Текст:

Вильгельм Вундт. Фантазия как основа искусства. Издание т-ва М.О. Вольфа. 1914.

[135]

IV. Возникновение и классификация искусств


1. Игра и искусство, как произвединие совместной жизни многих

Мы видим, что игра и искусство возникают из областей фантазии. Вторгаясь в области друг друга при своем начале, они затем, по мере своего развития, все более и более удаляются друг от друга, вследствие своих расходящихся мотивов и целей. Это различие мотивов и целей ясно проявляется уже с самого начала в некоторых различиях между примитивной игрой и первобытным искусством. Действия игры находятся в зависимости от всей психофизической организации, от склонности к ритмическим движениям частей тела, выражающих движения души посредством жестов и языка. Поэтому начала игры общи и человеку, и высшим животным. Наоборот, искусство, в собственном смысле слова, то есть искусство, сводящееся к психологическим мотивам художественной деятельности, присуще только человеку.

Таким образом, поскольку искусство свойственно только человку, а вслвдствие этого поскольку оно про- [136] является только в деятельности его фантазии, оно во всех своих ступенях является внешним выражением сложных функций воли. Если мы захотим выразить это ближайшее различие между игрой и искусством, насколько оно поддается внешнему наблюдению, посредством короткой формулы, то мы должны будем принять за признак игры то обстоятельство, что она или берет свой объект непосредственно из окружающего ее мира, или же изменяет произведения внележащей художественной деятельности самого играющего, или кого-либо другого, оживляя и одушевляя их посредством игры своей фантазии. Наоборот: художественная фантазия оживляет предметы в то время, когда создает их. В этом различии заключается та тесная зависимость между искусством и игрой, блогодаря которой из игры может возникнуть искусство, и, наоборот, из искусства — высшие формы игры. Первое происходит посредством произвольного изменения формы объектов искусства; второе — вследствие оживляющего действия художественного творчества. При этом возвышение игры до степени искусства, а искусства — до степени игры остается связанным с душевным взаимодействием индивидуумов и с продолжительностью душевного развития, господствующего над их жизнью. Таким образом зависимость этих двух важных форм выражения фантазии аналогично зависимости между двумя другими общими вспомогательными средствами духовного общения, то есть между выразительными движениями и языком.

Задание 1: Выведите в виде таблицы Markdown ту часть перечня, которая начинается со строки, содержащей «For this drill the class indicates the woman's face», и продолжается до конца перечня включительно. Пустые строки пропустите, а столбцы назовите «№» (номер строки по порядку) и «Строка».

Приведённый перечень:
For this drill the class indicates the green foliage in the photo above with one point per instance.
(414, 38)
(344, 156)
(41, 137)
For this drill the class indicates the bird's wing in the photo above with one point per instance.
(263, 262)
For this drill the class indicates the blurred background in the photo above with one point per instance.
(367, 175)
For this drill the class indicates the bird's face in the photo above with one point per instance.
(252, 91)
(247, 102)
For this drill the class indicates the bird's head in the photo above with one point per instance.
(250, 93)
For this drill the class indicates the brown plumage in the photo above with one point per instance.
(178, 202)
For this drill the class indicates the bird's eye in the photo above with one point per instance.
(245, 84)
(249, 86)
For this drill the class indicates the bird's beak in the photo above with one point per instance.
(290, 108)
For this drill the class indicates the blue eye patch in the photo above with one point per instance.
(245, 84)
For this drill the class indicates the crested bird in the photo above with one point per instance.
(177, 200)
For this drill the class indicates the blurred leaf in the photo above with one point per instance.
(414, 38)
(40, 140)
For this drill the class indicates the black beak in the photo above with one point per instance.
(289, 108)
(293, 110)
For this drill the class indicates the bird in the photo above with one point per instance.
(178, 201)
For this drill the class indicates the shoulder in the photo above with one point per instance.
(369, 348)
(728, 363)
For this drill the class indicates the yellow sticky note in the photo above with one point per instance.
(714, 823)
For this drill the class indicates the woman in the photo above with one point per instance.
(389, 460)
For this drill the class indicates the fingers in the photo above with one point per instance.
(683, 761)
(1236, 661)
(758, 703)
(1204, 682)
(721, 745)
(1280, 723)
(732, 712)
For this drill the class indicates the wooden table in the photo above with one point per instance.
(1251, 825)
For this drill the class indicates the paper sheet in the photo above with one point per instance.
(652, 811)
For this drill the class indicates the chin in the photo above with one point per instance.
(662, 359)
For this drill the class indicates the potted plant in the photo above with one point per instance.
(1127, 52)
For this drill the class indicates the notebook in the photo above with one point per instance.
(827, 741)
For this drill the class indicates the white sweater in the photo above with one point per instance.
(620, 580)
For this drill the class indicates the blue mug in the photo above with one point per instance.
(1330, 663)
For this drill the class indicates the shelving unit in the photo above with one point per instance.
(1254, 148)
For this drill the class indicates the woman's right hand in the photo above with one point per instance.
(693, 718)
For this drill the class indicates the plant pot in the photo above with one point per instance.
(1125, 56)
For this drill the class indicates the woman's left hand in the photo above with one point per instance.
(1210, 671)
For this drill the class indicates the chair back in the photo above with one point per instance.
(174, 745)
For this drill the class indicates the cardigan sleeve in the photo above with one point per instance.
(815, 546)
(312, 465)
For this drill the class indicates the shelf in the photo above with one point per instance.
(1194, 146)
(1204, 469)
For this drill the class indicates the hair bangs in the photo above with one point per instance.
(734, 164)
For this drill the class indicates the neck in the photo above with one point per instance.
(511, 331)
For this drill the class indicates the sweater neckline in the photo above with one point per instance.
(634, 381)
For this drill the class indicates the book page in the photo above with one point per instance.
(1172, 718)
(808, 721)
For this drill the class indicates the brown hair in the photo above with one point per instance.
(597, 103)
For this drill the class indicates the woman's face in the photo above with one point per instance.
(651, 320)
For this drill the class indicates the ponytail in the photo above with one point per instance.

Задание 2: Напишите продолжение текста об игре и искусстве.

Результат 1:
| № | Строка |
|---|---|
| 1 | For this drill the class indicates the woman's face in the photo above with one point per instance. |
| 2 | (651, 320) |
| 3 | For this drill the class indicates the ponytail in the photo above with one point per instance. |

Результат 2:
Выразительные движения уже предопределены в каждом отдельном человеке; но они остаются таковыми только потому, что каждый индивидуум имеет [137] свою часть среди общих качеств человеческой одаренности. Наоборот язык, хотя и является только более совершенной и развитой формой выразительных движений, может возникнуть только при наличности условий общности человеческой жизни; поэтому он во всех своих видах подчинен законам исторического бытия. Игре же этот исторический процесс свойствен только постольку, поскольку его определяет, изменяет и дает ему вспомогательные средства художественная фантазия. Это взаимодействие искусства и игры в течение их развития обусловливает также и то, что первоначальные содержания искусства и игры могут не только соприкасаться, но даже переходить друг в друга. Самые ранние из более сложных форм игры, создаваемых при помощи искусства, служат целям культа . На первой ступени своего развития искусство движется главным образом мифологическими и религиозными мотивами. Здесь же проявляется существенное различие между искусством и игрой в том, что последняя встречается только в зачатках культа и при том всегда сопровождается мотивами счастья, определяющими всю игру. При этом мотив счастья тесно связан с мотивами колдовства, свойственными примитивным культам. Как мы увидим ниже, последние везде присущи и первобытному искусству. Но искусство, как общее средство выражения религиозных чувств, сопровождает культ далеко за пределы этой первоначальной стадии.

В зависимости от этого, не одинаково важного [138] значения искусства, находится то своеобразное положение, которое искусство занимает в качестве объекта психологии народов. Игра и искусство сходны тем, что они вследствие своих отношений к определенным наукам, — игры — к истории нравов и педогогике, искусства — к истории искусств и эстетике, — требуют, чтобы их рассматривали, как объекты психологии народов. Однако с точки зрения психологии народов изучение игры так тесно связано сначала с культом,а затем с обычаями, что о нем психологически можно говорить только поставив его в непосредственную зависимость от этих областей жизни. Наоборот, искусство уже с ранних пор дает свое выражение психологическим представлениям, а затем религиозным идеям, само оно состоит из развивающегося ряда произведений, в которых само оно противополагается мифологическим представлениям и религиозным идеям, в качестве самостоятельной области жизни. Поэтому содержание этих произведений как в зачаточных, так и в дальнейших стадиях искусства заключает в себе и такие мотивы и цели, которые лежат вне этих генетических, чрезвычайно важных содержаний. Таким образом с психологической точки зриния искусство является средней и все же самостоятельной областью между языком и мифом.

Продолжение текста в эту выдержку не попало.